- _Try it_: Using the data beneath, show every line that includes the word "asked".

- _Supplied material_:
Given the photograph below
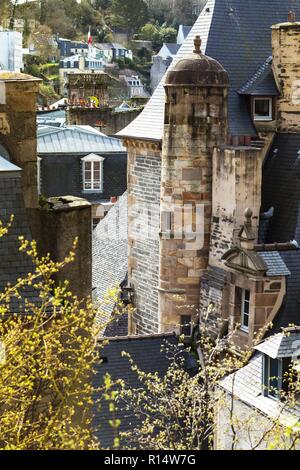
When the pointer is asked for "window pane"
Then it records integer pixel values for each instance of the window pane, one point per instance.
(186, 327)
(97, 175)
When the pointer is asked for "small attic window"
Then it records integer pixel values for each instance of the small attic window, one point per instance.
(272, 377)
(92, 169)
(262, 109)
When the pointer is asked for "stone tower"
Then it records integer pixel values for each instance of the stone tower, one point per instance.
(195, 123)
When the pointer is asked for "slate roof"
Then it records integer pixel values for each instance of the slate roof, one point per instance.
(262, 83)
(148, 352)
(75, 140)
(172, 47)
(275, 264)
(110, 263)
(246, 385)
(281, 190)
(237, 34)
(7, 166)
(281, 345)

- _Task result_:
When the pointer is asked for "window pane"
When the pointer is asked for "small attic window"
When the pointer is asked for "stone tower"
When the pointer is asked for "slate roof"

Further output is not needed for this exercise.